#### [Task goal]
Every line from the one with "Where can you see the asphalt" to the end of the data needs to be copied exactly, and no line before it.

#### [Data for processing]
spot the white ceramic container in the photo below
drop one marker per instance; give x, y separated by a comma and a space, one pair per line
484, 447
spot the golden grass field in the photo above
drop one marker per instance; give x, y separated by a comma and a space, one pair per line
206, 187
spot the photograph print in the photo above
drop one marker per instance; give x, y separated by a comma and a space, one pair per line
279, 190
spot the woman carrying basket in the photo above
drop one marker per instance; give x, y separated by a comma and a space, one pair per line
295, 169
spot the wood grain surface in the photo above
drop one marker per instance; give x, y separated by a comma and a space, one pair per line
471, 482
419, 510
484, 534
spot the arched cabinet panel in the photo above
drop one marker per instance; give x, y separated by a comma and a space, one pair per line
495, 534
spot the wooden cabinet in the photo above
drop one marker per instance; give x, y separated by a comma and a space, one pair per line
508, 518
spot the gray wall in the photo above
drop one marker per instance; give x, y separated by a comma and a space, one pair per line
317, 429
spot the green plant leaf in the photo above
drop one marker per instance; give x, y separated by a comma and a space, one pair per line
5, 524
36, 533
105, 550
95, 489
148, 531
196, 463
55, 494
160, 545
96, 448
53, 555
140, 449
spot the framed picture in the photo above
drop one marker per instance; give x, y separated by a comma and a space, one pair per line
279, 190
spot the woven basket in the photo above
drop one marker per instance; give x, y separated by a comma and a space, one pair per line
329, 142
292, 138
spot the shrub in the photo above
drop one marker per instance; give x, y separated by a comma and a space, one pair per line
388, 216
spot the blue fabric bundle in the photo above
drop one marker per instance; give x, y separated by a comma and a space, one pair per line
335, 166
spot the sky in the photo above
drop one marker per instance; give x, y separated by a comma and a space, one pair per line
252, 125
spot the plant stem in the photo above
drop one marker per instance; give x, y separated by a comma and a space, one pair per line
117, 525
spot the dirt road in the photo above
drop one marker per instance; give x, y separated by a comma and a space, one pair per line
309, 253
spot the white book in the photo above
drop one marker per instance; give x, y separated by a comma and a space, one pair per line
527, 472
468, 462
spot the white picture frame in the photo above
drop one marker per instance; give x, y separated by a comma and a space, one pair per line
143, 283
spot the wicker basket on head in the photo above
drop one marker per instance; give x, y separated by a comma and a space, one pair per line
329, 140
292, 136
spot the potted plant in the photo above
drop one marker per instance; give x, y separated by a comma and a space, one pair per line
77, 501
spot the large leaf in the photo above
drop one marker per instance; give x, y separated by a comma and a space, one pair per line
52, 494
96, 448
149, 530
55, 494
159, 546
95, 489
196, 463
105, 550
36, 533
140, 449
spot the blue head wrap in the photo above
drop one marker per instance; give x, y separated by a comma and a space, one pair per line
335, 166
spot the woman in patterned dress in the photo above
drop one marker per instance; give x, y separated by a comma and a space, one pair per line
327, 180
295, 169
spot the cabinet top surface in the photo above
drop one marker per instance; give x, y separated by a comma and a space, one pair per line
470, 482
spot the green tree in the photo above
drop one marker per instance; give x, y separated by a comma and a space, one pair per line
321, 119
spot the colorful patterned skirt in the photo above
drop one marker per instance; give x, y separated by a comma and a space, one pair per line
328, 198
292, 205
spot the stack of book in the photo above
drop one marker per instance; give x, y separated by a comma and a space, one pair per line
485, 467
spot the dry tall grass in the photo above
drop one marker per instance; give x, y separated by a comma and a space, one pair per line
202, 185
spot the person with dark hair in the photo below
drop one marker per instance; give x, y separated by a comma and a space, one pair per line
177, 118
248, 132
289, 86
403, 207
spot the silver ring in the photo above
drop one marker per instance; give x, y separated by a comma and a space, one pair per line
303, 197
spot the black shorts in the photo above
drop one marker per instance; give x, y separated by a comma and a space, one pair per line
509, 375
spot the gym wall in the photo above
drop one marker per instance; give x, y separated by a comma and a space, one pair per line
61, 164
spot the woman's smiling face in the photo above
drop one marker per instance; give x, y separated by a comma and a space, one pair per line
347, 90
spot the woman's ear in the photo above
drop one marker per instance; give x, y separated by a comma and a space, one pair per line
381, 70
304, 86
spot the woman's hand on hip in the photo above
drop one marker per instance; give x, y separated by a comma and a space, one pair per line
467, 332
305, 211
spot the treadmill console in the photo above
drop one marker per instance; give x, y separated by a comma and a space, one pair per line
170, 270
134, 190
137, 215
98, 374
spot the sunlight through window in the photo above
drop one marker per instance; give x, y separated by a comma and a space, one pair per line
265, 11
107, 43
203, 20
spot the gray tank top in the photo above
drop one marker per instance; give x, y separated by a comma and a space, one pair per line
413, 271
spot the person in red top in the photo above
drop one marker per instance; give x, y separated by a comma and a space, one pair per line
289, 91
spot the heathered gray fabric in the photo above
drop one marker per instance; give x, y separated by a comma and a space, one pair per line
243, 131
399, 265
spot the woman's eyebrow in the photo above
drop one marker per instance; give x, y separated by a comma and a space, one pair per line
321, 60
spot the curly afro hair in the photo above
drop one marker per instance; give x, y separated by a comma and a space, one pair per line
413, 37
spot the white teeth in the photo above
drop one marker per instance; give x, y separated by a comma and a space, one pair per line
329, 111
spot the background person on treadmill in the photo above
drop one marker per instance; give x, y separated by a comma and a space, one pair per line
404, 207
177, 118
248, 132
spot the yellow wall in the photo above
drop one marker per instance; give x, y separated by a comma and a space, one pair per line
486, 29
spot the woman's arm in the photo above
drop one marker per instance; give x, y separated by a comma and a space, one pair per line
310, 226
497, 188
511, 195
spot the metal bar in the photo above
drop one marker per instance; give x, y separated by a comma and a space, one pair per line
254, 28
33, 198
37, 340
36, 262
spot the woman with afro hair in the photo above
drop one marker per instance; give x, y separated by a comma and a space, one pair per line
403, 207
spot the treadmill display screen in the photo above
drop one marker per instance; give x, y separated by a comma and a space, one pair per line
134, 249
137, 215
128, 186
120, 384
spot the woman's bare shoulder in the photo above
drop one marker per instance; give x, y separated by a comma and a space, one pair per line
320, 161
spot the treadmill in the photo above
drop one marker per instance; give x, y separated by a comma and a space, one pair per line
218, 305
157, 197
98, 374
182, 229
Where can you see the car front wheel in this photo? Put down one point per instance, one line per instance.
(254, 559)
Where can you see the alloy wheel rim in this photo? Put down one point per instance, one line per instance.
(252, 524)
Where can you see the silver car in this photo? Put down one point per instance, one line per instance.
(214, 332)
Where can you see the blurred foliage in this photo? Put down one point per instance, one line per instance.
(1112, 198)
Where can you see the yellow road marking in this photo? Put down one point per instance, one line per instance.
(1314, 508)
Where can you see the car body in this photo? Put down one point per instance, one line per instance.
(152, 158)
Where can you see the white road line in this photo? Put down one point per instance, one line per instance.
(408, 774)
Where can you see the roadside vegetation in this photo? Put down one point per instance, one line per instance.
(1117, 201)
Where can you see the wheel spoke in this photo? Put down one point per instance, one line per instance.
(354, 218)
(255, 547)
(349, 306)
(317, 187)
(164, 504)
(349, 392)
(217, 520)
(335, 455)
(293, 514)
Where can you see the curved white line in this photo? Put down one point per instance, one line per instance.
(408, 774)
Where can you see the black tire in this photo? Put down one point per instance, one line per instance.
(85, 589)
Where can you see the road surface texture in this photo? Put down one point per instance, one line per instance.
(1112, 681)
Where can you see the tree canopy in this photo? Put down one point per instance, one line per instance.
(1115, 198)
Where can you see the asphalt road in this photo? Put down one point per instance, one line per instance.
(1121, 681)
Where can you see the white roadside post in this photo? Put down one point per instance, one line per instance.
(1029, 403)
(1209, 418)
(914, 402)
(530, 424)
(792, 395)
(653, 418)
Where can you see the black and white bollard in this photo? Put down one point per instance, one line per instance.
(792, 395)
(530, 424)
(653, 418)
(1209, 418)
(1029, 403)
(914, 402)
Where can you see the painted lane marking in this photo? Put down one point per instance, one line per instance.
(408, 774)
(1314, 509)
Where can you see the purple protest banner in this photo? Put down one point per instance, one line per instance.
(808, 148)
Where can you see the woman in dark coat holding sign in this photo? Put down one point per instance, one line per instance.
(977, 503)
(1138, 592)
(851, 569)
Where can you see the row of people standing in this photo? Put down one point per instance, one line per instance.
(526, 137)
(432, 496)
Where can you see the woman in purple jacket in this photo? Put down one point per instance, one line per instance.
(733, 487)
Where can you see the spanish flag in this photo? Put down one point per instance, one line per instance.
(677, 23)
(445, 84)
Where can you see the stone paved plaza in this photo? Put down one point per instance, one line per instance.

#### [Complete response]
Where can you see the asphalt road in this photo? Put down one point per instance, one line per instance.
(1121, 681)
Where can you see the white roadside post in this photo? Put down one point per instance, one line per instance.
(1029, 403)
(1209, 418)
(914, 402)
(530, 424)
(792, 395)
(653, 418)
Where can you see the black and white bollard in this photo? Put down one point per instance, one line per instance.
(792, 395)
(530, 424)
(653, 418)
(1209, 418)
(1029, 403)
(914, 402)
Where can you see the painted lane marking in this photo? Put down one point per instance, one line per instance.
(408, 774)
(1314, 509)
Where can you see the purple protest banner in this photo? Put down one point per instance, one line per instance.
(808, 148)
Where can you see the woman in dark coat holding sign in this photo? Put down one point per instance, one line per instance.
(977, 503)
(1138, 592)
(851, 569)
Where can you see the row of people standing in this photo? Put down one point per instance, one line per instance.
(526, 137)
(432, 496)
Where can you see the woman in purple jacket in this photo? Put down one point per instance, one line per instance.
(733, 487)
Where can you see the spanish flag in this photo? Put down one point per instance, one line per instance.
(677, 23)
(445, 84)
Where can you see the stone paved plaza in this photo? Put down one point per instance, one line per instance.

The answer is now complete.